STATED TASK 1: From the patch note, extract the passage that begins at the words "When we do sk_psock_verdict_apply->sk_psock_skb_ingress, an" and stops after "memory accounting explicitly.", copying it word for word.

== TEXT EXTRACT ==

Zijian Zhang Dec. 10, 2024, 1:20 a.m. UTC
From: Zijian Zhang <zijianzhang@bytedance.com>

When we do sk_psock_verdict_apply->sk_psock_skb_ingress, an sk_msg will
be created out of the skb, and the rmem accounting of the sk_msg will be
handled by the skb.

For skmsgs in __SK_REDIRECT case of tcp_bpf_send_verdict, when redirecting
to the ingress of a socket, although we sk_rmem_schedule and add sk_msg to
the ingress_msg of sk_redir, we do not update sk_rmem_alloc. As a result,
except for the global memory limit, the rmem of sk_redir is nearly
unlimited. Thus, add sk_rmem_alloc related logic to limit the recv buffer.

Since the function sk_msg_recvmsg and __sk_psock_purge_ingress_msg are
used in these two paths. We use "msg->skb" to test whether the sk_msg is
skb backed up. If it's not, we shall do the memory accounting explicitly.

===
== DATA PROVIDED ==

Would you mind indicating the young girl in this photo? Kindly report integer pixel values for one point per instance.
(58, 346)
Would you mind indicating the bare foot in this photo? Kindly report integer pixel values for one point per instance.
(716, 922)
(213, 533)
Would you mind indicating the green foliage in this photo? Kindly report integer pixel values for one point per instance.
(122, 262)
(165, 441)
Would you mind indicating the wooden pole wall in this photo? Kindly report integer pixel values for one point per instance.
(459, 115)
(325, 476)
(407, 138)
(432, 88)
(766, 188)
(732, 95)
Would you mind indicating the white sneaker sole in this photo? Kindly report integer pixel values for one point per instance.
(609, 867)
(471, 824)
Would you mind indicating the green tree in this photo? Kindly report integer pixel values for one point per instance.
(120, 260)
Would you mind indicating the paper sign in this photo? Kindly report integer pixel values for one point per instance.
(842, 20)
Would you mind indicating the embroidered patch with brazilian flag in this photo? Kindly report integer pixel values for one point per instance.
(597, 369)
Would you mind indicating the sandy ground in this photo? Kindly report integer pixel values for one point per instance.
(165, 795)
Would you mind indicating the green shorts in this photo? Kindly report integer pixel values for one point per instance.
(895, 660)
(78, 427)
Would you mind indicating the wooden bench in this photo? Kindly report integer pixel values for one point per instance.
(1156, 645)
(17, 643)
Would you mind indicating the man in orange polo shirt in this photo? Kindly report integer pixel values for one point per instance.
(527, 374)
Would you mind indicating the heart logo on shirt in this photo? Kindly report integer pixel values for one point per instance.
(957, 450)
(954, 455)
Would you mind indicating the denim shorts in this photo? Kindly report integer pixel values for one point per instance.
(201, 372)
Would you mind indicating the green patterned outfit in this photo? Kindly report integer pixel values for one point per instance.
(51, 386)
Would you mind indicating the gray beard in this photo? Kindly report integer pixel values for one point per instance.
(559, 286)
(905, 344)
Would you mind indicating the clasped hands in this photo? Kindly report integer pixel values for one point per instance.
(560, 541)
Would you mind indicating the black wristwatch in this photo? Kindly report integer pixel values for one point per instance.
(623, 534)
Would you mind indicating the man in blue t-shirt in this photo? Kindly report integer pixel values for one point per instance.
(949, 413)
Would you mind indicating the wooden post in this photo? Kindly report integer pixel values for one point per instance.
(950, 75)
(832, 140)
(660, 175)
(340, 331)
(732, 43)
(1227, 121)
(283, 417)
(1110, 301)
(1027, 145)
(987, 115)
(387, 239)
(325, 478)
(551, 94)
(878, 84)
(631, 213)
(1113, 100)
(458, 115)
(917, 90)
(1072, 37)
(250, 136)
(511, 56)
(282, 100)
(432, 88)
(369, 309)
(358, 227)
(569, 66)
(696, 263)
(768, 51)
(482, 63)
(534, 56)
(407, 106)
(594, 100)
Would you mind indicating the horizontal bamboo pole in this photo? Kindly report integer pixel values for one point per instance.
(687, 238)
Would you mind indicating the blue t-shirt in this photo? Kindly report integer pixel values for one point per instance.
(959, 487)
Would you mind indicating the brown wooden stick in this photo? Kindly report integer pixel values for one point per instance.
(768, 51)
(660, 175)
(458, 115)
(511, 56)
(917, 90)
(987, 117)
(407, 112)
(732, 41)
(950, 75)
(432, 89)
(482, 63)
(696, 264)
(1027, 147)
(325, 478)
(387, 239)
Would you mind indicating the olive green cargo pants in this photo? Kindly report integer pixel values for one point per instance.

===

STATED TASK 2: In the records, switch "cargo pants" to "work trousers" in the lines that begin at the line containing "Would you mind indicating the brown" and continue through the end of the records. Return only those lines, with everything else unchanged.

FINAL RESULT 1:
When we do sk_psock_verdict_apply->sk_psock_skb_ingress, an sk_msg will
be created out of the skb, and the rmem accounting of the sk_msg will be
handled by the skb.

For skmsgs in __SK_REDIRECT case of tcp_bpf_send_verdict, when redirecting
to the ingress of a socket, although we sk_rmem_schedule and add sk_msg to
the ingress_msg of sk_redir, we do not update sk_rmem_alloc. As a result,
except for the global memory limit, the rmem of sk_redir is nearly
unlimited. Thus, add sk_rmem_alloc related logic to limit the recv buffer.

Since the function sk_msg_recvmsg and __sk_psock_purge_ingress_msg are
used in these two paths. We use "msg->skb" to test whether the sk_msg is
skb backed up. If it's not, we shall do the memory accounting explicitly.

FINAL RESULT 2:
Would you mind indicating the brown wooden stick in this photo? Kindly report integer pixel values for one point per instance.
(768, 51)
(660, 175)
(458, 115)
(511, 56)
(917, 90)
(987, 117)
(407, 112)
(732, 41)
(950, 75)
(432, 89)
(482, 63)
(696, 264)
(1027, 147)
(325, 478)
(387, 239)
Would you mind indicating the olive green work trousers in this photo? Kindly report integer pixel values for one point per instance.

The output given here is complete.